- _STATED GOAL 1_:
Revise the stretch of the theater-budget post that opens with "The requirements today" and closes with "two Pigeon sisters.", putting "dramatists" in place of "playwrights".

- _PASSAGE PROVIDED_:

************

One of the shows I saw while in New York last week was FULLY COMMITTED by Becky Mode. It’s a one-man show that starred Jesse Tyler Ferguson (from MODERN FAMILY). He was amazing and I recommend seeing it when you don't want to mortgage your house to get tickets for HAMILTON
In her Playbill bio, Ms. Mode notes that since 2001 FULLY COMMITTED has been one of the ten most produced plays in the United States. Very impressive. And not to take anything away from it…
But…
It’s one actor, one desk, and two phones. It also must be one of the ten cheapest plays to produce in the United States. The actor gets quite a workout, but still, it’s very doable. Especially if a theatre is planning its season and has another play that requires say...actual costumes.
The theatre scene is really run today on a tight budget. When I wrote my first play it was extremely well received and got big laughs during staged readings. But the late Garry Marshall summed it up. He read the play, called me, and said: “Very funny. Too many people.” Neophyte that I was, I had written a play with seven characters. In today’s world, that was like writing LES MISERABLES on spec.
The requirements today (unless you’re Tony Kushner or Tom Stoppard) are this: No more than four actors, preferably one set or just a few props that can suffice for a set, and not a lot of wardrobe or effects. I feel bad for us playwrights because that severely limits the kinds of plays we can write, but I feel worse for the actors. Twenty years there were a lot more parts out there for thesps. And unlike writing where all we need is an idea and Final Draft, actors have to be hired in order to practice their craft.
Even plays that you think of as two-handers “back in the day” usually had more. ODD COUPLE for example. In addition to Felix and Oscar there are also three poker players and two Pigeon sisters.
If Shakespeare were writing today, HAMLET would be reduced to one prince and a skull.
Getting a play on Broadway, even a modest one, requires a bankable star. If Jesse Tyler Ferguson was in THE MINDY PROJECT, as sensational as he is in FULLY COMMITTED, no chance does he do that play on Broadway.
In Los Angeles, we have the added hurdle of the ridiculous Equity mandate that actors be paid minimum wage for all performances and rehearsals for shows playing in venues of 99 seats or less. Two-thirds of their membership voted NOT to enact that provision but the Equity board in New York ignored them and instituted it anyway.

************

- _PROVIDED DATA_:
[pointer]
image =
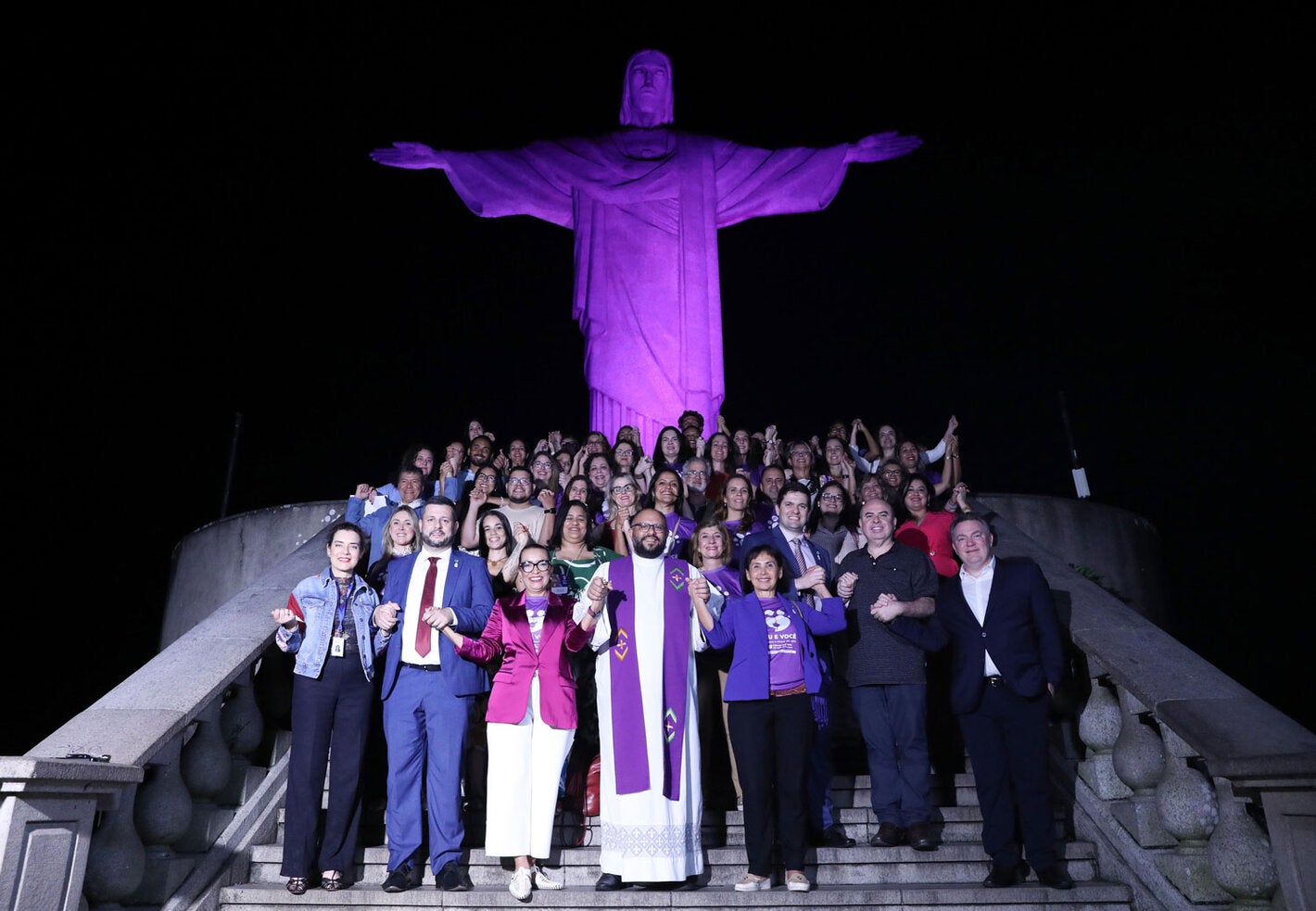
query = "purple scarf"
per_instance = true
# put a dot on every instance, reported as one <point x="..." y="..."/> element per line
<point x="629" y="744"/>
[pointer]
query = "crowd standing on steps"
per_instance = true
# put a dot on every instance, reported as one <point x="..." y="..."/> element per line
<point x="578" y="603"/>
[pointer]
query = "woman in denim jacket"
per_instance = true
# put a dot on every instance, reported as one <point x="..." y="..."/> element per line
<point x="326" y="625"/>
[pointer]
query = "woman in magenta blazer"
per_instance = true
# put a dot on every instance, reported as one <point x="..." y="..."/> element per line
<point x="532" y="715"/>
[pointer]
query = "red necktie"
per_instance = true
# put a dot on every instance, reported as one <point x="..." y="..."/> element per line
<point x="801" y="565"/>
<point x="799" y="559"/>
<point x="426" y="601"/>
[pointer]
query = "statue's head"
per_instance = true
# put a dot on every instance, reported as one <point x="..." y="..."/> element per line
<point x="646" y="91"/>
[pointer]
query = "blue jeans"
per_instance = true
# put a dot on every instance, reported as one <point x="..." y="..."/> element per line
<point x="892" y="720"/>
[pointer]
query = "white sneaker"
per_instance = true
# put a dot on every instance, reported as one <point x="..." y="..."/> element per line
<point x="520" y="885"/>
<point x="544" y="881"/>
<point x="752" y="883"/>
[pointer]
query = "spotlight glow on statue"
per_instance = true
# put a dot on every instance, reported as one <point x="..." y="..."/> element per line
<point x="645" y="204"/>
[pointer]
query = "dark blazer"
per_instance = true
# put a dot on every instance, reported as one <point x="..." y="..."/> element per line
<point x="467" y="591"/>
<point x="1019" y="628"/>
<point x="778" y="540"/>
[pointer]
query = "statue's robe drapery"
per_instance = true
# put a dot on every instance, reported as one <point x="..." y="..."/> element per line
<point x="645" y="206"/>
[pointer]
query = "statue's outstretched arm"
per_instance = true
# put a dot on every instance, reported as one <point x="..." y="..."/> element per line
<point x="411" y="156"/>
<point x="879" y="147"/>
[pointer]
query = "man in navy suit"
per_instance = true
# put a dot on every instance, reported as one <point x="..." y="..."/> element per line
<point x="428" y="694"/>
<point x="1006" y="663"/>
<point x="812" y="565"/>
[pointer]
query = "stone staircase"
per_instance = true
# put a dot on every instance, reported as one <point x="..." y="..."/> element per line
<point x="862" y="876"/>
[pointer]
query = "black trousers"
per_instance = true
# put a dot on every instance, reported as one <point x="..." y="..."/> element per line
<point x="773" y="740"/>
<point x="329" y="714"/>
<point x="1006" y="738"/>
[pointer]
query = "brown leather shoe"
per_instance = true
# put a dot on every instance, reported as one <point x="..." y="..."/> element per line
<point x="889" y="835"/>
<point x="921" y="836"/>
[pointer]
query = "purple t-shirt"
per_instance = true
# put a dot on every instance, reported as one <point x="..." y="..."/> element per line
<point x="535" y="610"/>
<point x="785" y="663"/>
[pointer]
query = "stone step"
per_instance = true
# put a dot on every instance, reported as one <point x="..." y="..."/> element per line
<point x="955" y="824"/>
<point x="1093" y="895"/>
<point x="962" y="864"/>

************

- _STATED GOAL 2_:
Copy out each line of the entries that contains the string "woman", matching case exactly.

- _CORRECT RESPONSE 1_:
The requirements today (unless you’re Tony Kushner or Tom Stoppard) are this: No more than four actors, preferably one set or just a few props that can suffice for a set, and not a lot of wardrobe or effects. I feel bad for us dramatists because that severely limits the kinds of plays we can write, but I feel worse for the actors. Twenty years there were a lot more parts out there for thesps. And unlike writing where all we need is an idea and Final Draft, actors have to be hired in order to practice their craft.
Even plays that you think of as two-handers “back in the day” usually had more. ODD COUPLE for example. In addition to Felix and Oscar there are also three poker players and two Pigeon sisters.

- _CORRECT RESPONSE 2_:
query = "woman in denim jacket"
query = "woman in magenta blazer"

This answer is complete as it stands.